(A block of data)
═══

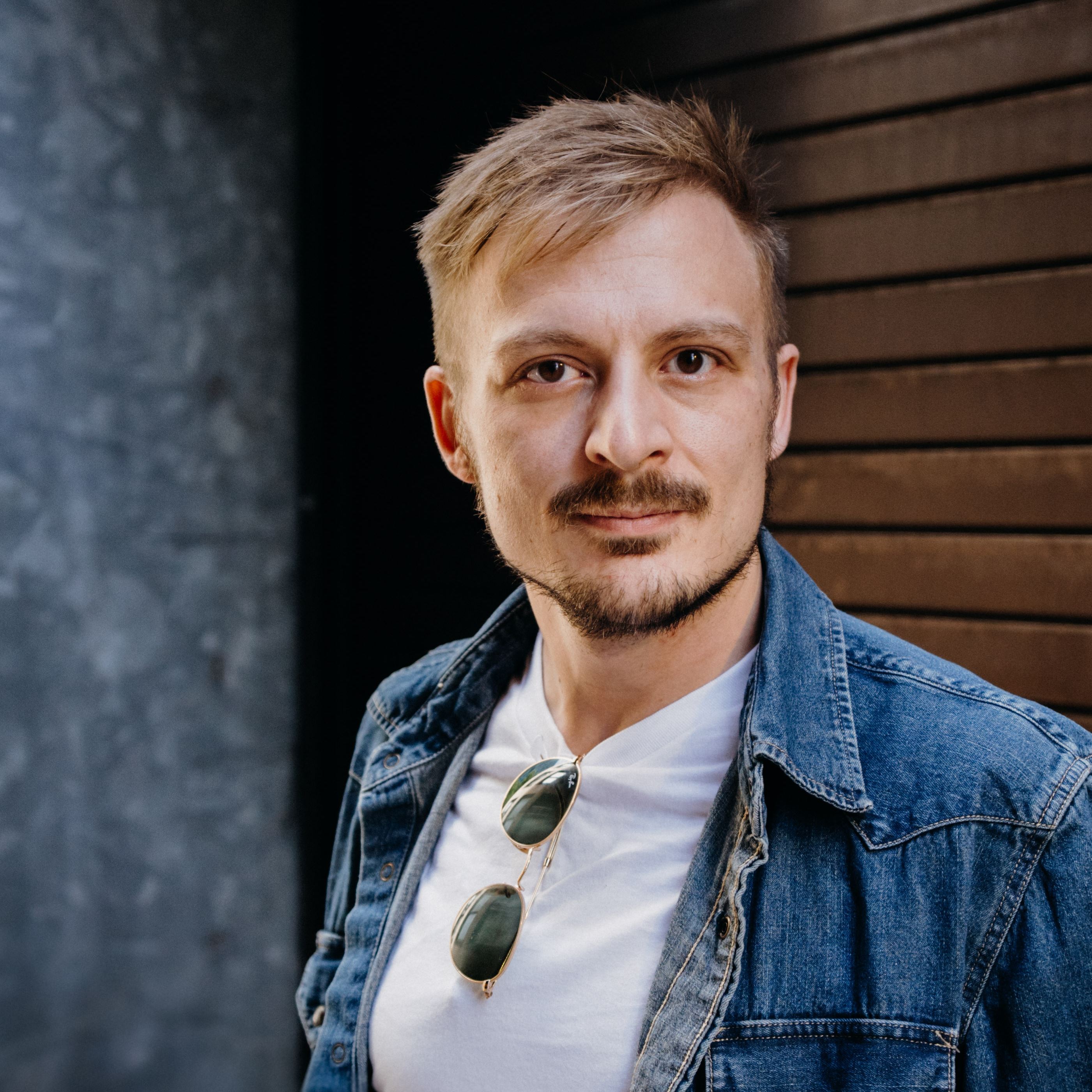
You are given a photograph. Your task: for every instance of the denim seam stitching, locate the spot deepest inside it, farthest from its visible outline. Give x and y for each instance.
(854, 1021)
(1029, 872)
(948, 823)
(1028, 865)
(950, 686)
(698, 940)
(730, 963)
(838, 704)
(376, 710)
(936, 1044)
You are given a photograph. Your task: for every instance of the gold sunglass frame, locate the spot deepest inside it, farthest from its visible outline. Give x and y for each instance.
(553, 838)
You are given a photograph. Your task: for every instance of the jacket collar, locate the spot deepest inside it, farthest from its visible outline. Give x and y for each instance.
(801, 717)
(798, 716)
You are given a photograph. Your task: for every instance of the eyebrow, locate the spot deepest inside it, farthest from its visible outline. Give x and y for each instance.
(555, 338)
(726, 332)
(539, 339)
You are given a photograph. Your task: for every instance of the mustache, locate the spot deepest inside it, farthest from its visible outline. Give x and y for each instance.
(606, 490)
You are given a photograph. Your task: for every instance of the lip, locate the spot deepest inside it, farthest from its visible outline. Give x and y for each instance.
(638, 524)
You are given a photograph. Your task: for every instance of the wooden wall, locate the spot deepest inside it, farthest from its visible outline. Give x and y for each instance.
(933, 162)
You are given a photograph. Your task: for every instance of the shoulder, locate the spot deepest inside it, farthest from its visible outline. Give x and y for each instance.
(402, 694)
(941, 746)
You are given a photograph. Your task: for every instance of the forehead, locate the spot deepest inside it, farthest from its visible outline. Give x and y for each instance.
(683, 259)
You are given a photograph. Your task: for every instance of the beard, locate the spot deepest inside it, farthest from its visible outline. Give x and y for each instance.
(601, 612)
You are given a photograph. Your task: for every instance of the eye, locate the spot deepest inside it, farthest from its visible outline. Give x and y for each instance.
(549, 372)
(692, 362)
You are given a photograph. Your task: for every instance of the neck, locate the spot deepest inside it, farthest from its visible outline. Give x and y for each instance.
(595, 688)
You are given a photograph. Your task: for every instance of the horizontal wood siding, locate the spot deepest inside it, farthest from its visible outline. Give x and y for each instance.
(998, 228)
(1016, 576)
(1046, 662)
(1038, 311)
(992, 402)
(1023, 137)
(1027, 46)
(972, 487)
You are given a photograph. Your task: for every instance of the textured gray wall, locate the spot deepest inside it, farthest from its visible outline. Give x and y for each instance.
(148, 884)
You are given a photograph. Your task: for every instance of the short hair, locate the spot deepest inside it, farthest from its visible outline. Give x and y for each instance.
(572, 171)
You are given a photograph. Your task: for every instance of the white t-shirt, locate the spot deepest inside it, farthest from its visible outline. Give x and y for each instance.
(567, 1012)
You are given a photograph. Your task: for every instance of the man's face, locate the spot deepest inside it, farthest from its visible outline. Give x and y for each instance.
(616, 412)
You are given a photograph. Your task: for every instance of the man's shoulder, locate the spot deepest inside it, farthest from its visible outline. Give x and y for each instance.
(402, 694)
(941, 746)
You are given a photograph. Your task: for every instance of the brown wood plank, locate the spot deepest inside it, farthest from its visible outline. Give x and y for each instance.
(695, 37)
(948, 149)
(1044, 311)
(1048, 662)
(989, 54)
(1046, 576)
(1029, 224)
(1003, 401)
(971, 487)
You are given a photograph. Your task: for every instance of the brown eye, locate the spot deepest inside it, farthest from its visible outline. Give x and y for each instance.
(689, 362)
(547, 372)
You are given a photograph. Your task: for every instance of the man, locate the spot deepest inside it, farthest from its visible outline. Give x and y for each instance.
(671, 820)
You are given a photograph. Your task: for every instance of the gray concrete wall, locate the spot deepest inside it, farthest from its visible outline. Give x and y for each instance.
(148, 875)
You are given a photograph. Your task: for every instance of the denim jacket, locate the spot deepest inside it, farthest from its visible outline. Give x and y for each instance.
(894, 889)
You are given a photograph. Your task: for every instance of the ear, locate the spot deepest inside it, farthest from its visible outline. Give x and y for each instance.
(789, 358)
(442, 409)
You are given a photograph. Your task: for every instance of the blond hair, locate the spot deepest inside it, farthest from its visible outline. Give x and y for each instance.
(575, 170)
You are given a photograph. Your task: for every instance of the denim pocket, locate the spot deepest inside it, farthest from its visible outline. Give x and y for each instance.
(318, 974)
(837, 1055)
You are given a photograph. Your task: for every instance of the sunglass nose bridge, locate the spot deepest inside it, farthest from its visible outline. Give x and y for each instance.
(527, 864)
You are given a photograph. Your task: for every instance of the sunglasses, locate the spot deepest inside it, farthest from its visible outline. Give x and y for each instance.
(533, 813)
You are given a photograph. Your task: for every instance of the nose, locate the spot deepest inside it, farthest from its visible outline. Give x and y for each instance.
(628, 428)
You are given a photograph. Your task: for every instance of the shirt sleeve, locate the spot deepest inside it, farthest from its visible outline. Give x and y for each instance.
(1032, 1028)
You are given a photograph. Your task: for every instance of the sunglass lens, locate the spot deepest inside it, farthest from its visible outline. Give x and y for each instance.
(539, 800)
(485, 931)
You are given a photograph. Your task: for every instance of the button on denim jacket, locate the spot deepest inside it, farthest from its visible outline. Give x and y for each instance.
(894, 889)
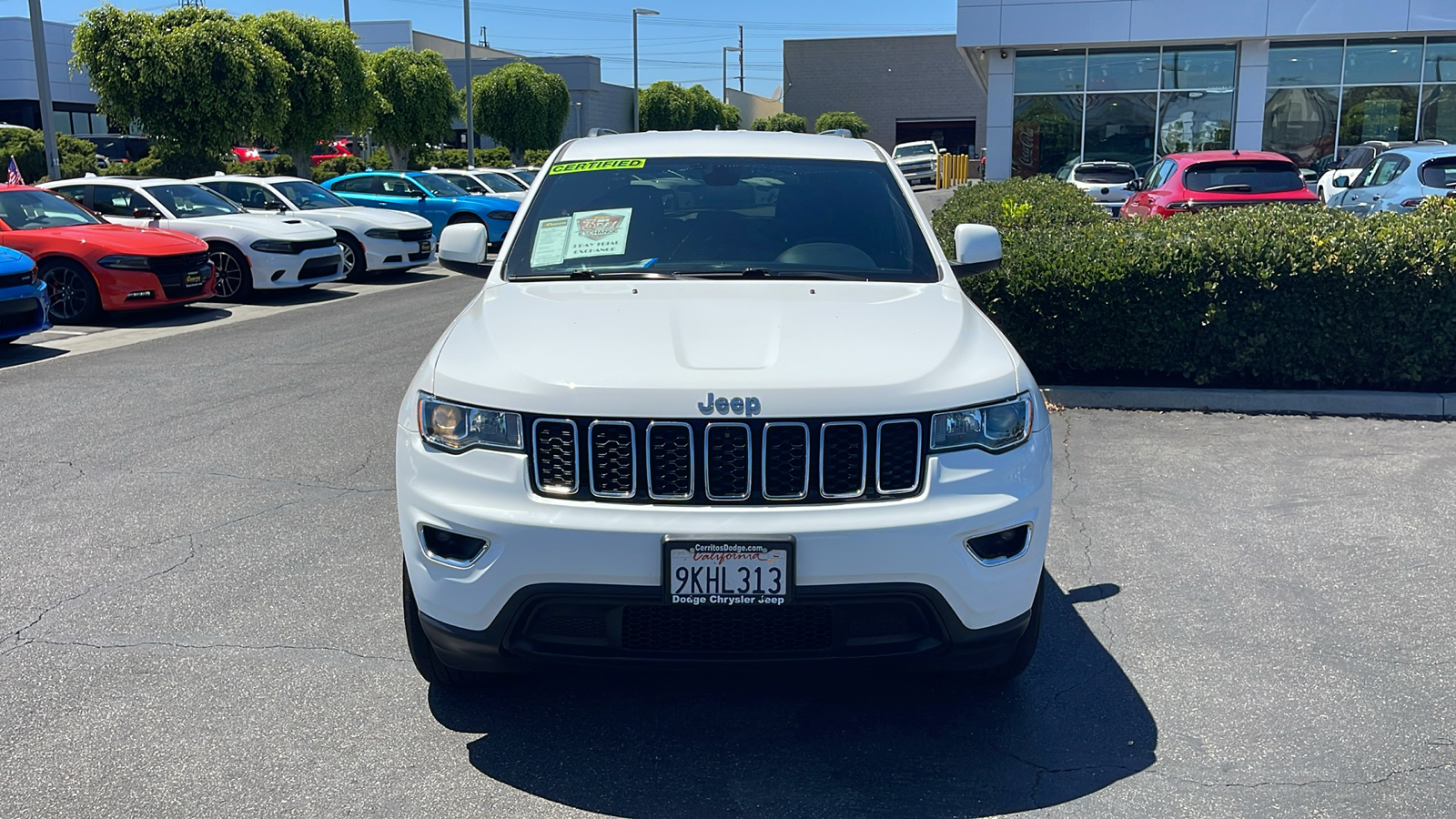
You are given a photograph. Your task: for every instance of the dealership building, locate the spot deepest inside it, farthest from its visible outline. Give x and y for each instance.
(1136, 79)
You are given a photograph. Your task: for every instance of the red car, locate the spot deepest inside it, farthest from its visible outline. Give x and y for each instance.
(91, 266)
(1186, 182)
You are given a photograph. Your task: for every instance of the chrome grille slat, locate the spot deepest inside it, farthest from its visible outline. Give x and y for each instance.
(672, 464)
(728, 460)
(844, 460)
(785, 460)
(555, 465)
(612, 460)
(897, 457)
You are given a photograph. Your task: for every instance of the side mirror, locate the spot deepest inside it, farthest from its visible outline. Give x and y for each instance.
(977, 249)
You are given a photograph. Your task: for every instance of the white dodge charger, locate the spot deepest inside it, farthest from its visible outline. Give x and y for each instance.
(723, 398)
(370, 239)
(248, 249)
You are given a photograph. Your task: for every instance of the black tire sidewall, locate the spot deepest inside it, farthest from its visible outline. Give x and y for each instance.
(92, 293)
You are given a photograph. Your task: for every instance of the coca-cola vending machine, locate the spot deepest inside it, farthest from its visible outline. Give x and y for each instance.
(1026, 149)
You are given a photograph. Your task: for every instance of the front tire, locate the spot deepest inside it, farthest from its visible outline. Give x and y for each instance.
(75, 298)
(1026, 647)
(353, 258)
(427, 662)
(233, 274)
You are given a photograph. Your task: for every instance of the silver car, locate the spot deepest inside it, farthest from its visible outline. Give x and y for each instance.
(1398, 181)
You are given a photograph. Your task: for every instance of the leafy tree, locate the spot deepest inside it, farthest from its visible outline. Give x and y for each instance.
(327, 80)
(521, 106)
(848, 120)
(415, 101)
(664, 106)
(197, 80)
(783, 121)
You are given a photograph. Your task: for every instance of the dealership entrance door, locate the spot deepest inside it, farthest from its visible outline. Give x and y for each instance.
(956, 136)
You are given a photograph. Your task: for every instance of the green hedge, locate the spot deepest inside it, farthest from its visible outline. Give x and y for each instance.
(1271, 296)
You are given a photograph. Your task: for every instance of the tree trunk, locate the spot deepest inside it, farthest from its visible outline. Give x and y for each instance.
(300, 160)
(398, 157)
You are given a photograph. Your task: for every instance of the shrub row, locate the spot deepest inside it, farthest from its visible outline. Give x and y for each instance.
(1270, 296)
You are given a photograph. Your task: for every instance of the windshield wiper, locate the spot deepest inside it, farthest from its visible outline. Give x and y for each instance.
(766, 273)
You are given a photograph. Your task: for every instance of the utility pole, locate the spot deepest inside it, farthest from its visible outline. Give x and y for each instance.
(740, 57)
(43, 82)
(470, 82)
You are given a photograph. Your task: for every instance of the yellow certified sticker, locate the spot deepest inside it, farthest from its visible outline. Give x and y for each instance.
(596, 165)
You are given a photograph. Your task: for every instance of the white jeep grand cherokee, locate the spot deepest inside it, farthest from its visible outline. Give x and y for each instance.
(721, 398)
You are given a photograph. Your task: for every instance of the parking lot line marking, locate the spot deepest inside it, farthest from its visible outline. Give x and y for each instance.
(128, 336)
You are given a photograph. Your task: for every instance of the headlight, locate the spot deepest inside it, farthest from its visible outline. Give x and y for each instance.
(994, 428)
(458, 428)
(126, 263)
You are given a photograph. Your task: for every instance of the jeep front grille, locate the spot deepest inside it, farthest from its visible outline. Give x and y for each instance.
(728, 460)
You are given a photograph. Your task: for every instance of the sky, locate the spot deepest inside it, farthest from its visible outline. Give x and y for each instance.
(682, 44)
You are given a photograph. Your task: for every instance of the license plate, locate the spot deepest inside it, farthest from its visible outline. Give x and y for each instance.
(728, 573)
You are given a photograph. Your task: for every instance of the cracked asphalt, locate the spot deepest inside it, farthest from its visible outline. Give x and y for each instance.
(1247, 617)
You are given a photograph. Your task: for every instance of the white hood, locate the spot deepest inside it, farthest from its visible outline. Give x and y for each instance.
(657, 349)
(271, 227)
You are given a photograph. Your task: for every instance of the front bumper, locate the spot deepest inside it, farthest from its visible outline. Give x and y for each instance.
(24, 309)
(626, 625)
(274, 271)
(538, 540)
(389, 254)
(140, 290)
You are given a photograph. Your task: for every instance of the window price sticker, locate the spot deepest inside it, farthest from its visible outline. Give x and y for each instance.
(582, 234)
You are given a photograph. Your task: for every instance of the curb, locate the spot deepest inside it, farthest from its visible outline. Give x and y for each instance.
(1292, 401)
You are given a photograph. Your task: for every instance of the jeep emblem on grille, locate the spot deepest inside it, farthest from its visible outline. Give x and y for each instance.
(749, 407)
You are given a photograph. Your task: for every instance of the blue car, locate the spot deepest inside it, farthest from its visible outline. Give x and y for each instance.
(429, 196)
(24, 302)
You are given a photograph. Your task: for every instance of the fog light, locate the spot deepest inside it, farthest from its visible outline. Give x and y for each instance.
(451, 548)
(999, 547)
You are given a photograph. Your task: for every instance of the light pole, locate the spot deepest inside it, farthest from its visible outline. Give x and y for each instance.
(637, 85)
(727, 48)
(470, 102)
(43, 86)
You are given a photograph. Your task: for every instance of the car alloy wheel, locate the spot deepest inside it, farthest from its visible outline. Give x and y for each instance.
(73, 296)
(229, 273)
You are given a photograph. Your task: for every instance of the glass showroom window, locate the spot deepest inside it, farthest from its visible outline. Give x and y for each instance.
(1327, 98)
(1121, 106)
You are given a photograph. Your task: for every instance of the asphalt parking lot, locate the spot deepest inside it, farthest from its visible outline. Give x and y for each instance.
(1249, 615)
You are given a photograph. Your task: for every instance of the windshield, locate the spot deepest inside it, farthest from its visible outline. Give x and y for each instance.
(915, 150)
(1439, 172)
(31, 210)
(723, 216)
(308, 196)
(189, 201)
(437, 186)
(1244, 177)
(1106, 175)
(500, 182)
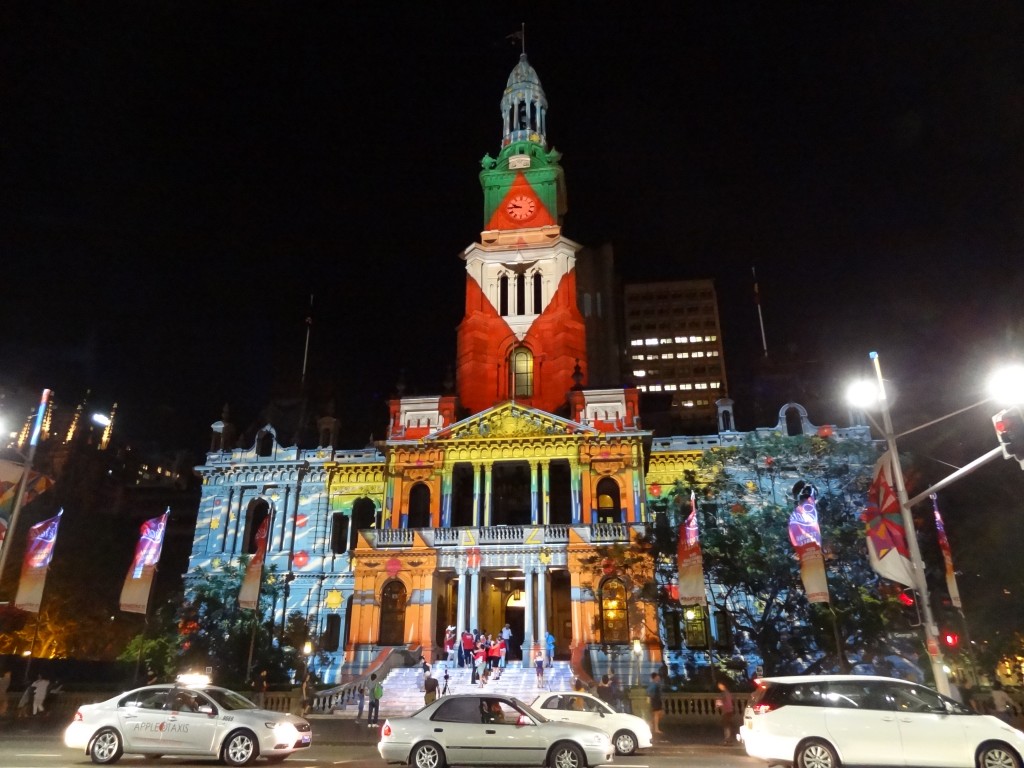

═══

Repeat the listing above from the line containing "the car alloy" through its end, with both ends included. Leave the pictures out of your answer.

▶ [ANSWER TO THIS TASK]
You are given a photograph. Your task: for every instance of the car alloy wheel, locate the spot deepest inside it, farthest from its visible outline. Give x and y for each instance.
(73, 296)
(229, 273)
You are given a photograph. Your task: for every instance of the glass showroom window, locate the spot deepest inside it, farthest from its visible outline. Give x and y for each instance.
(1327, 98)
(1121, 106)
You are given a photograph. Your task: for every instance of the asphalt parking lot, locate the spot deepest inside it, farthest from its visible outline. Give x and y for each instance.
(1249, 615)
You are given a photograph. Your task: for every instance of the windshield, locate the spot deepest inside it, farthest from its visible outline. Give x and y for each instance.
(915, 150)
(1439, 172)
(31, 210)
(723, 216)
(308, 196)
(189, 201)
(437, 186)
(1244, 177)
(1106, 175)
(500, 182)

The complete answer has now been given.